# Aim of the task
Reproduce exactly the lines from the one containing "For the trial run, indicate each instance of the upper" through the last line of the data, both ends included.

# Items
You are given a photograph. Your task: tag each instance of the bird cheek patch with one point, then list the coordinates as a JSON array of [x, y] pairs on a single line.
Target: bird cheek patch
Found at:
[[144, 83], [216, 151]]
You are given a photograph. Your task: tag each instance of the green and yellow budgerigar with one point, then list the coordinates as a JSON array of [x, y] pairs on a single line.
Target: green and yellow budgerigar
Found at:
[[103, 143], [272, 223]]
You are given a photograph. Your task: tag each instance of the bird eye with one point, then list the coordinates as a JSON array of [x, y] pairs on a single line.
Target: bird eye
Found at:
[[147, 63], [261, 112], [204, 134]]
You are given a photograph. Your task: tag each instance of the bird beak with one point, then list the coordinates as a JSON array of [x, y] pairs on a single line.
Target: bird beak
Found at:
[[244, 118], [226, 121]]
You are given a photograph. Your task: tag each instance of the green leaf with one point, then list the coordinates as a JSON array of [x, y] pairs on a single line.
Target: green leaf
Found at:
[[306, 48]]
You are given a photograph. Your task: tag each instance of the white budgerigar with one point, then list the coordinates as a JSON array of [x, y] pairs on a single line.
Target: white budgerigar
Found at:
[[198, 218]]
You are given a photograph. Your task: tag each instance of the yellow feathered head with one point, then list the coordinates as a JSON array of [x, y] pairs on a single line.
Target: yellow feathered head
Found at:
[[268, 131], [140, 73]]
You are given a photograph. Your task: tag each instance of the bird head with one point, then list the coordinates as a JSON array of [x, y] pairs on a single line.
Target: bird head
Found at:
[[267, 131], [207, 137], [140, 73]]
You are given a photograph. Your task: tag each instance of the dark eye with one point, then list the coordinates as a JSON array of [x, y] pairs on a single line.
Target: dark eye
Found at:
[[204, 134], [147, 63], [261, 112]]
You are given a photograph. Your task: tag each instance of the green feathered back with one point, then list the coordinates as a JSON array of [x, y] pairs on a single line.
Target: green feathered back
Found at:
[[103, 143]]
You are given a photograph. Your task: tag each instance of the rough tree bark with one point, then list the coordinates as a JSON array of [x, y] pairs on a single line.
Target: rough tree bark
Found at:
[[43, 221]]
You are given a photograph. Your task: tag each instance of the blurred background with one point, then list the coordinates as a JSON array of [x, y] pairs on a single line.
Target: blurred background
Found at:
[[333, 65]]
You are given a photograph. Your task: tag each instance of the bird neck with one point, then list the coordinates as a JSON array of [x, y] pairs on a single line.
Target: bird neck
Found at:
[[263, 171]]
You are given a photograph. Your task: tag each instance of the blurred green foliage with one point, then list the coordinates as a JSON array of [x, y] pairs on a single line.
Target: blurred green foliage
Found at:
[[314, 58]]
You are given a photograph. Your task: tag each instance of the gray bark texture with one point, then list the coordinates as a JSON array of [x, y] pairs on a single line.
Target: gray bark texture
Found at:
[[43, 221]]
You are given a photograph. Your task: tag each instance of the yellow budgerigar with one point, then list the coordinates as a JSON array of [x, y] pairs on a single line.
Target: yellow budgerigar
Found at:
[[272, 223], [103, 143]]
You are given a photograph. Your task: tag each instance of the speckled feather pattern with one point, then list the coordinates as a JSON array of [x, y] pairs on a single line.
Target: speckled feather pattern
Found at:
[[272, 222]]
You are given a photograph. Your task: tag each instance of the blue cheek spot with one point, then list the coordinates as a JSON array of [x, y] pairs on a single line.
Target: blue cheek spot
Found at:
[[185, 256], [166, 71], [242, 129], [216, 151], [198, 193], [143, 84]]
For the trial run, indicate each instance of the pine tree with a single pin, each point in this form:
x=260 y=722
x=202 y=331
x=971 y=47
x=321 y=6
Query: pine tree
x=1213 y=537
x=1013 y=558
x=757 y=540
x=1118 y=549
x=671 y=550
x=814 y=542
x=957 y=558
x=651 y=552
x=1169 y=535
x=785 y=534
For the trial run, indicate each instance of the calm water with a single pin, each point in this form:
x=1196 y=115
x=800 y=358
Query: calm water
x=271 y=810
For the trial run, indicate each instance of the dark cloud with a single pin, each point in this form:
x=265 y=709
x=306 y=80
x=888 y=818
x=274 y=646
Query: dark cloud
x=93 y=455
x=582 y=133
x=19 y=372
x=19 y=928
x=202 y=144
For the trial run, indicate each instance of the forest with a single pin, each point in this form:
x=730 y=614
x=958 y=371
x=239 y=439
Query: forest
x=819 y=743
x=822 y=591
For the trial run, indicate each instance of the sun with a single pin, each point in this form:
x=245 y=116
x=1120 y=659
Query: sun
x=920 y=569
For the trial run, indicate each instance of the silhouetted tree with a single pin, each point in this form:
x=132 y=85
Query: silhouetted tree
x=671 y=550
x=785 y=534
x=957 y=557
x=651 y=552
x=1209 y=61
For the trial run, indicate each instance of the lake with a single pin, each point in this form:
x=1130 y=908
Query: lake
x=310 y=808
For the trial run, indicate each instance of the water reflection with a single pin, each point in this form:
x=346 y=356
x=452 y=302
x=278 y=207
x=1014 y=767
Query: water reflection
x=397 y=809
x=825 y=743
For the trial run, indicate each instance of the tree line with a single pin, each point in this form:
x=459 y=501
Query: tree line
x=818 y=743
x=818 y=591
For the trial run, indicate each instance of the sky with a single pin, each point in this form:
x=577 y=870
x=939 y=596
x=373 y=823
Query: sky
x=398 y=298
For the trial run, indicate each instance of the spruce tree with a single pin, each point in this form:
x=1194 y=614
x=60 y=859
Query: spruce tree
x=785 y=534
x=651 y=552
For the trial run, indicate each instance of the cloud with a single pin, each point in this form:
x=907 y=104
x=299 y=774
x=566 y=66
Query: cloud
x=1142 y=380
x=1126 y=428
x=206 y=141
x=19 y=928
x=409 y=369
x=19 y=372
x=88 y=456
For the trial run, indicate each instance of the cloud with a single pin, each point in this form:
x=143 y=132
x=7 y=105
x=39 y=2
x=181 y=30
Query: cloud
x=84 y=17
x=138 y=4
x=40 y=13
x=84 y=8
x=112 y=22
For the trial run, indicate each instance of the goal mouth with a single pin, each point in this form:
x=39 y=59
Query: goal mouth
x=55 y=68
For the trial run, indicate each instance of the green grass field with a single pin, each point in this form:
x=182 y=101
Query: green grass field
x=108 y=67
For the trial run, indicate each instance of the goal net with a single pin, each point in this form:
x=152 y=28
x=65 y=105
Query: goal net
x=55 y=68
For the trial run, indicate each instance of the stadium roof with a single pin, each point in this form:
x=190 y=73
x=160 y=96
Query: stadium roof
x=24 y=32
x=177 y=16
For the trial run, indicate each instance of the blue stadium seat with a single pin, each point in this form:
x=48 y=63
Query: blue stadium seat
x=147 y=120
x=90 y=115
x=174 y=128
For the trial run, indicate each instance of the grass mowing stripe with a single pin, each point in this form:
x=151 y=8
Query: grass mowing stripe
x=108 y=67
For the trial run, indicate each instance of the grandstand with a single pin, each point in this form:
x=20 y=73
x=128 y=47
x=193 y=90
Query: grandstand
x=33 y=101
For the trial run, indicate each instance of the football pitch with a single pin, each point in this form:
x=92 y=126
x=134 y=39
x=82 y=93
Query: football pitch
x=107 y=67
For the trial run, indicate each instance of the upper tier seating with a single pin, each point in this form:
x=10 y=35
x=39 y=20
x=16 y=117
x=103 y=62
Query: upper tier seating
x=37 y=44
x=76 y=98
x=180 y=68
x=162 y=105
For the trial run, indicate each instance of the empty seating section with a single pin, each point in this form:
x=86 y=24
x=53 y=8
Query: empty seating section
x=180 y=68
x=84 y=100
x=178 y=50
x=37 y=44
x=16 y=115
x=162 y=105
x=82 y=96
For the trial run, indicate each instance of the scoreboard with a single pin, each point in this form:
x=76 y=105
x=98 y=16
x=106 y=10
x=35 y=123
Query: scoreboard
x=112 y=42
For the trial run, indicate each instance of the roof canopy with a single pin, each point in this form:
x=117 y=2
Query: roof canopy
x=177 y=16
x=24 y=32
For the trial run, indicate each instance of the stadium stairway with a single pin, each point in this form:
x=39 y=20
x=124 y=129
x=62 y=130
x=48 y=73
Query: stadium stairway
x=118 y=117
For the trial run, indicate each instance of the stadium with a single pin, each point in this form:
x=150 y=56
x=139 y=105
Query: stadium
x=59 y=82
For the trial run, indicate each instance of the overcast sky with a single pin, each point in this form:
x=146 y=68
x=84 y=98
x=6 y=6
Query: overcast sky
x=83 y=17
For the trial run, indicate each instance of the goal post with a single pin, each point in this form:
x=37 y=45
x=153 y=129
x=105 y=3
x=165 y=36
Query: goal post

# Right answer
For the trial run, indicate each instance of the upper tier seating with a single pin, each point in this form:
x=10 y=35
x=39 y=20
x=16 y=117
x=103 y=62
Query: upper tier seating
x=37 y=44
x=76 y=98
x=180 y=68
x=162 y=105
For the trial run, indicate each instance of the empty seating section with a single pin, each point in this form:
x=86 y=24
x=53 y=8
Query: empty seating section
x=180 y=68
x=84 y=100
x=178 y=50
x=37 y=44
x=16 y=115
x=162 y=105
x=82 y=96
For the trial run, indicate each instance of the scoreboard with a single pin, each point in this form:
x=76 y=105
x=98 y=16
x=106 y=10
x=35 y=123
Query: scoreboard
x=112 y=42
For the trial run, indicate each instance of the roof canopy with a single pin, each point in this form:
x=117 y=2
Query: roof canopy
x=177 y=16
x=24 y=32
For the trial run, indicate each instance of the stadium stairway with a single pin, each point in this form:
x=39 y=20
x=124 y=129
x=62 y=130
x=48 y=73
Query: stadium stairway
x=118 y=117
For the trial run, indicate each instance of the stadium with a single pin, each point in this form:
x=150 y=56
x=139 y=105
Query: stadium
x=59 y=82
For the trial run, indicate each instance of the overcast sky with a single pin, each point in this form:
x=146 y=68
x=84 y=98
x=6 y=6
Query: overcast sky
x=83 y=17
For the trial run, indicate each instance of the goal post with a single pin, each point in this form:
x=37 y=45
x=153 y=129
x=105 y=3
x=165 y=36
Query: goal post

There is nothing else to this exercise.